**Exercise objective:** Please list every line of the material below that contains the word "floor", copying each line in full.

-----

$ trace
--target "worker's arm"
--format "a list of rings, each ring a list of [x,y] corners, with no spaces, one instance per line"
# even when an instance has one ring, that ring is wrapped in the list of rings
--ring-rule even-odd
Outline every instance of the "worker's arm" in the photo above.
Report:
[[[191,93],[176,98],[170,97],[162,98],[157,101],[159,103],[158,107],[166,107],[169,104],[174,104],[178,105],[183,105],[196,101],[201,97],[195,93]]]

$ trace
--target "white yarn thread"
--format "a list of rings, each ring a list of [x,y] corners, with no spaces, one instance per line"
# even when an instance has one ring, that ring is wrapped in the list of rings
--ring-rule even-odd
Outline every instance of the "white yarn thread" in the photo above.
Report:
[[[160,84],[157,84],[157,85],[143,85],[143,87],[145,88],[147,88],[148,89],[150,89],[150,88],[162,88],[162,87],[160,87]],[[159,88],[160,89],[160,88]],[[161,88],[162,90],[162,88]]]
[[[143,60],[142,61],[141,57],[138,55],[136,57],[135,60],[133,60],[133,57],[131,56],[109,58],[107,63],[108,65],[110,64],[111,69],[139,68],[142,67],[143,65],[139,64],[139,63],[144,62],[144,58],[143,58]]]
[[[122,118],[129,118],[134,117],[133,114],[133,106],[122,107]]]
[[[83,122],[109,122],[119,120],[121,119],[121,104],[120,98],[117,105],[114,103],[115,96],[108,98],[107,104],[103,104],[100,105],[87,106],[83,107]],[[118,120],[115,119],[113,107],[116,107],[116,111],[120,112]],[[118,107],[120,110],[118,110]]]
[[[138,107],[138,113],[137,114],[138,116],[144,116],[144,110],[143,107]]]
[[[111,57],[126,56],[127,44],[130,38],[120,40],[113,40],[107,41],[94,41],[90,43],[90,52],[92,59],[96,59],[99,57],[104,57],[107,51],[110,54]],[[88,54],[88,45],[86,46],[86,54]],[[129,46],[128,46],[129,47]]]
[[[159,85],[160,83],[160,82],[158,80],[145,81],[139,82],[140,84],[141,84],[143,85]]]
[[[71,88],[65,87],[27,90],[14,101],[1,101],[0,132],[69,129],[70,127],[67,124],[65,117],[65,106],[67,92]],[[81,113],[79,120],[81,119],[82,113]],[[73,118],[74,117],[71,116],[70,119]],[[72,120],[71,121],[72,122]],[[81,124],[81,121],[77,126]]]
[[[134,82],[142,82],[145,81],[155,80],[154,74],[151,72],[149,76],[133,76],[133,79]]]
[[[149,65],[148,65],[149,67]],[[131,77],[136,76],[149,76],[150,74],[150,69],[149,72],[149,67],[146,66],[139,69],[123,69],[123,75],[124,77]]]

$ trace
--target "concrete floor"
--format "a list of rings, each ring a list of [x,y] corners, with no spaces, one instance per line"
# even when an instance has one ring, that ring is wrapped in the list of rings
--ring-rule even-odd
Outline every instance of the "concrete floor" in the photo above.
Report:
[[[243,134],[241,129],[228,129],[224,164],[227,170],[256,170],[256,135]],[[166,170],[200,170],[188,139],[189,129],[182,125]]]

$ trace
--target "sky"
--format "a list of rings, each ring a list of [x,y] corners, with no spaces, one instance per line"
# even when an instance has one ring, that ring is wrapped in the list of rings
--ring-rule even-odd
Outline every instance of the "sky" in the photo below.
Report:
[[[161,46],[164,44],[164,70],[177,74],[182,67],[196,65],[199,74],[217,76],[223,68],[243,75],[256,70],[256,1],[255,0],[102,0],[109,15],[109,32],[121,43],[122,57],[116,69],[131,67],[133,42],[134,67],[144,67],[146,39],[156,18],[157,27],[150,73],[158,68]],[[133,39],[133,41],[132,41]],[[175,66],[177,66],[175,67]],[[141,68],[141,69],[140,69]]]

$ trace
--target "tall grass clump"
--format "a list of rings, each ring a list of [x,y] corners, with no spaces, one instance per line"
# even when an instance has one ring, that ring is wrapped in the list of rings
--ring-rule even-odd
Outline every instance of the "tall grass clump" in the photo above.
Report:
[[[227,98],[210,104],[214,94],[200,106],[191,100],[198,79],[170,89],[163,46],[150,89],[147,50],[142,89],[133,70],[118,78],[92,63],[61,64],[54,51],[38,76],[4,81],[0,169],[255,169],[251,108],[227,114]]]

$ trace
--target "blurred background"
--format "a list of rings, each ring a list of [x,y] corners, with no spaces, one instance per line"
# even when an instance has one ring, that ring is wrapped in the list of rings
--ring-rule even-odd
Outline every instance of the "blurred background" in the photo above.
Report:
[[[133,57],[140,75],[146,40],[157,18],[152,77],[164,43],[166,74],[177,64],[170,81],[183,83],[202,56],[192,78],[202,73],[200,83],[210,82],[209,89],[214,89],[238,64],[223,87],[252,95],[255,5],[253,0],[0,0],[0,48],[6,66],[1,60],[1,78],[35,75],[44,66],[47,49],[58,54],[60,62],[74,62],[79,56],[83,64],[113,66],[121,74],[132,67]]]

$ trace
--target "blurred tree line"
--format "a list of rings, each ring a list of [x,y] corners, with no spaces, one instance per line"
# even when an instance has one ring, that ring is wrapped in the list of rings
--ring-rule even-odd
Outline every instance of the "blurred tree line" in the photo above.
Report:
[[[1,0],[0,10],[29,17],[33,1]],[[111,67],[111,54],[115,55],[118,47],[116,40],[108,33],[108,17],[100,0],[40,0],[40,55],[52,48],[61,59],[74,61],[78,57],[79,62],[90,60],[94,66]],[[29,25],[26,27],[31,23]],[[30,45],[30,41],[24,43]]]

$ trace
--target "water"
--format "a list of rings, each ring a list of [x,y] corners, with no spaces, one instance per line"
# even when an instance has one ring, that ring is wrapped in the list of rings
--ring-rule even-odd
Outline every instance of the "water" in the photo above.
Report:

-----

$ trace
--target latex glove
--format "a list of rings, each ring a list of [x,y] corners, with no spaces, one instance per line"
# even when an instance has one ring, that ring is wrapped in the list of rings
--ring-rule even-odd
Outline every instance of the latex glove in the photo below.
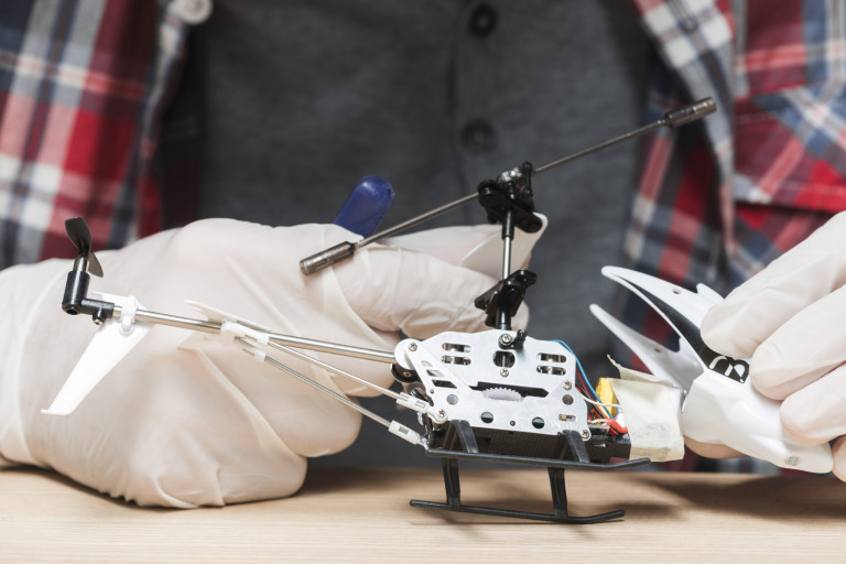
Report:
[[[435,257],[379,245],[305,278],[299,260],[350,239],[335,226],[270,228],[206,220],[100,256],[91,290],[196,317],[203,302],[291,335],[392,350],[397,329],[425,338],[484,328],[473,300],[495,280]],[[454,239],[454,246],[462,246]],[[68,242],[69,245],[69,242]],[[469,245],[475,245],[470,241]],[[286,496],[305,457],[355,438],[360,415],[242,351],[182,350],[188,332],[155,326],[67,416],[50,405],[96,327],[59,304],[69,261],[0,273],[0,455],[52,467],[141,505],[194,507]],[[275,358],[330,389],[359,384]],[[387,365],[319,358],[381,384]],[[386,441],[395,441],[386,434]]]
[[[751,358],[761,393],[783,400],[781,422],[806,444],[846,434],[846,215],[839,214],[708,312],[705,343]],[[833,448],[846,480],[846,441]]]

-----

**Solution to this exercise:**
--target "concrete floor"
Outline every instance of the "concrete floor" in the photo above.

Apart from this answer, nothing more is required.